Copy every line of the listing below word for word, with nothing changed or left out.

○ ○ ○

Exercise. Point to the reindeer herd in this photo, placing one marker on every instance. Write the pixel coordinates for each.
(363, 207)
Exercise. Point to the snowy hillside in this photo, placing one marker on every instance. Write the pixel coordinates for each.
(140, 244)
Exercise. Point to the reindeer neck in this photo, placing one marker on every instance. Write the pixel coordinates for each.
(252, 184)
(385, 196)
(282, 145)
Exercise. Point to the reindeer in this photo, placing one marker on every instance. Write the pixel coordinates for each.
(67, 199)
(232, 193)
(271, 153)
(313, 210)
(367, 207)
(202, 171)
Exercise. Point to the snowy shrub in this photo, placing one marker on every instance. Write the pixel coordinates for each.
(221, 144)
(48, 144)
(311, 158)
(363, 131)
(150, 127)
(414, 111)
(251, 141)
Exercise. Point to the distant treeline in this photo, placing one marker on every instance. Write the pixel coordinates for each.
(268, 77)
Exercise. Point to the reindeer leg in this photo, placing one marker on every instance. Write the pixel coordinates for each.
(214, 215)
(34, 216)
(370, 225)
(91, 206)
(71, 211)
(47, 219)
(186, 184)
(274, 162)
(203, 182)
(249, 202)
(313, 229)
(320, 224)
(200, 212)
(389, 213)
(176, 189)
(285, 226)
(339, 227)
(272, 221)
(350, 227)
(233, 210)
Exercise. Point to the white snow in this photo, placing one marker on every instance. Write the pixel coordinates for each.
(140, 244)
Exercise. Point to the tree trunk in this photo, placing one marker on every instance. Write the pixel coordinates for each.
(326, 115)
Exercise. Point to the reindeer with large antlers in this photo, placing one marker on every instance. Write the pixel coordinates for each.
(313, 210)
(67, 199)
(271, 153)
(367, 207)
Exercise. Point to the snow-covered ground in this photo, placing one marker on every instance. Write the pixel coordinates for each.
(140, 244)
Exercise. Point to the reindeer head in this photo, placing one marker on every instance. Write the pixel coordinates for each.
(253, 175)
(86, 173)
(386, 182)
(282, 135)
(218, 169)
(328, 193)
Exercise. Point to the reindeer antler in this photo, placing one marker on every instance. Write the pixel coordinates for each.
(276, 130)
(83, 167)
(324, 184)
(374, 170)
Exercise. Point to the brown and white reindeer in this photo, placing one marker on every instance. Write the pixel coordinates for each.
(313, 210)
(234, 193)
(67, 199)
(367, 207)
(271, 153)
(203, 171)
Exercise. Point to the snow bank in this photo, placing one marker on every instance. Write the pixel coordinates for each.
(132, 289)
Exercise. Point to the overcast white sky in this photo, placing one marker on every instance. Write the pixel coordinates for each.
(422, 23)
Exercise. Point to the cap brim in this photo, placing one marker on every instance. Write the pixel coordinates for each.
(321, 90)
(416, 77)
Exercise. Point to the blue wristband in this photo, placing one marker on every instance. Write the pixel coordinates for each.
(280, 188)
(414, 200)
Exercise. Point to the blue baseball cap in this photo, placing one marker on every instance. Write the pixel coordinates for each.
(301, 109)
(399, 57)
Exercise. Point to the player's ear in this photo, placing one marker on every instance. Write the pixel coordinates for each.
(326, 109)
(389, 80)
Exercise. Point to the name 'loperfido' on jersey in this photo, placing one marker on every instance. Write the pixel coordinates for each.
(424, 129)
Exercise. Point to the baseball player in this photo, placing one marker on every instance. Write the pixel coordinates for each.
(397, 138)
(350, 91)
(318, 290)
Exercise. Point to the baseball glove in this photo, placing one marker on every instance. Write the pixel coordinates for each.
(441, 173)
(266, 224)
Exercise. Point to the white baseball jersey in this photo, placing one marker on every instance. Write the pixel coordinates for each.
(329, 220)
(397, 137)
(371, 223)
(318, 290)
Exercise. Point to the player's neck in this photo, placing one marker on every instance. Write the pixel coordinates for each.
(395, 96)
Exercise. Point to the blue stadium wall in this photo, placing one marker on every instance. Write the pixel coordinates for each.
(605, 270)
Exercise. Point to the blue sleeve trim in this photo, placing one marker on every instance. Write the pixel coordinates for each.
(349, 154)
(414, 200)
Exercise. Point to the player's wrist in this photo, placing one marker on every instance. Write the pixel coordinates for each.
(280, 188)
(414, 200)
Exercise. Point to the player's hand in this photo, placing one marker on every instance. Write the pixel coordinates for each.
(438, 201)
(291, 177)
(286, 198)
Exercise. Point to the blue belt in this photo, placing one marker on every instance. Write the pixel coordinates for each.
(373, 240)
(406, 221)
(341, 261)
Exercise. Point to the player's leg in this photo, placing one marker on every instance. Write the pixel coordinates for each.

○ ○ ○

### Exercise answer
Exercise. Point to the reindeer herd in this photo, placing one marker on every instance. Write the pixel coordinates for each.
(363, 207)
Exercise. Point to the snowy hillside in this photo, placing one marker on every instance. Write the pixel coordinates for each.
(140, 244)
Exercise. Point to the reindeer neck in this photo, placing one marker on every instance. Write the pixel coordinates for each.
(252, 184)
(385, 196)
(282, 145)
Exercise. Point to the reindeer in this photo, placing one marker on every instance. Write the pixel coordinates for each.
(67, 199)
(232, 193)
(271, 153)
(313, 210)
(367, 207)
(202, 171)
Exercise. Point to the snowy shrub in this photo, placing one marker on every instance. Write the pixel coordinates for each.
(221, 144)
(48, 144)
(311, 158)
(363, 131)
(150, 127)
(414, 111)
(251, 141)
Exercise. Point to the distant treeline in this photo, placing one marker on every instance. Write the pixel coordinates for each.
(268, 77)
Exercise. Point to the reindeer leg in this photo, placing one marker on every instance. Write the pixel coordinates for each.
(214, 215)
(34, 216)
(370, 225)
(91, 206)
(71, 211)
(47, 219)
(186, 184)
(274, 162)
(203, 182)
(249, 202)
(313, 229)
(320, 224)
(200, 212)
(389, 213)
(176, 189)
(285, 226)
(339, 227)
(272, 221)
(350, 227)
(233, 210)
Exercise. Point to the white snow in this photo, placing one marker on every instance. Write the pixel coordinates for each.
(140, 244)
Exercise. Point to the tree trunk in this photo, placing one marker on every instance. Write the pixel coordinates for each.
(326, 115)
Exercise. Point to the reindeer with large antlers in this photo, placing one marker on every instance. Write the pixel coordinates for each.
(313, 210)
(67, 199)
(271, 153)
(367, 207)
Exercise. Point to the snow-covered ground in this photo, placing one marker on every instance. Write the pixel coordinates for each.
(140, 244)
Exercise. Point to the reindeer head in this photo, placing one marker on every instance. Write the pixel coordinates for each.
(253, 175)
(86, 173)
(386, 182)
(282, 135)
(218, 169)
(328, 193)
Exercise. Point to the reindeer antler in this photo, placing one marker on every instance. Write the pixel coordinates for each.
(276, 130)
(83, 167)
(324, 184)
(374, 170)
Exercise. Point to the brown and white reindeer in this photo, placing one marker on every instance. Write the pixel coordinates for each.
(313, 210)
(234, 193)
(67, 199)
(367, 207)
(271, 153)
(203, 171)
Exercise. Point to the snow bank in this photo, placing one marker on every instance. Write the pixel coordinates for each.
(132, 289)
Exercise. Point to the overcast white sky in this photo, placing one marker on every instance. Write the pixel coordinates for each.
(422, 23)
Exercise. Point to the cap brim in this photo, placing one marker on every instance. Write the pixel coordinates for each.
(321, 90)
(416, 77)
Exercise. Point to the blue wristband in this photo, placing one marker on every instance. Write the pixel coordinates for each.
(280, 188)
(414, 200)
Exercise. Point to the blue baseball cap in this photo, placing one marker on every instance. Write the pixel coordinates for each.
(301, 109)
(399, 57)
Exercise. Point to the player's ear in this photo, placing one marker on every instance. Write the pixel coordinates for each.
(326, 109)
(389, 80)
Exercise. Point to the name 'loperfido' on jersey in this photo, placing one marker on every instance. Write the pixel coordinates for each.
(424, 129)
Exercise. Point to the baseball player in this photo, placing one marker on every instance. Write the pixel coordinates for each.
(397, 138)
(350, 91)
(318, 290)
Exercise. Point to the baseball glove in this photo, placing one marker on every instance. Write the pixel coordinates for each.
(441, 173)
(266, 224)
Exercise. Point to the white baseball jersey in this photo, placing one marker on every instance. Write the pixel coordinates for each.
(329, 220)
(397, 137)
(371, 223)
(318, 290)
Exercise. Point to the player's neck in this photo, placing one marker on every instance. Write the pixel coordinates for each.
(395, 96)
Exercise. Point to the blue stadium wall in this photo, placing one marker on every instance. Write the pixel coordinates for each.
(605, 270)
Exercise. Point to the blue sleeve trim in this photo, placing one marker on every instance. Write the pixel coordinates for each.
(349, 154)
(414, 200)
Exercise. Point to the player's wrist in this photo, placing one marker on every instance. Write the pixel coordinates for each.
(280, 188)
(414, 200)
Exercise. Point to the player's hand in this photo, placing one marker on every instance. Write the pixel coordinates for each.
(438, 201)
(291, 177)
(286, 198)
Exercise. Point to the blue belt in this photo, placing one marker on every instance. Write the pixel coordinates for each.
(373, 240)
(406, 221)
(341, 261)
Exercise. Point to the player's leg in this photo, placing one marker on every instance. Write the pixel coordinates for each.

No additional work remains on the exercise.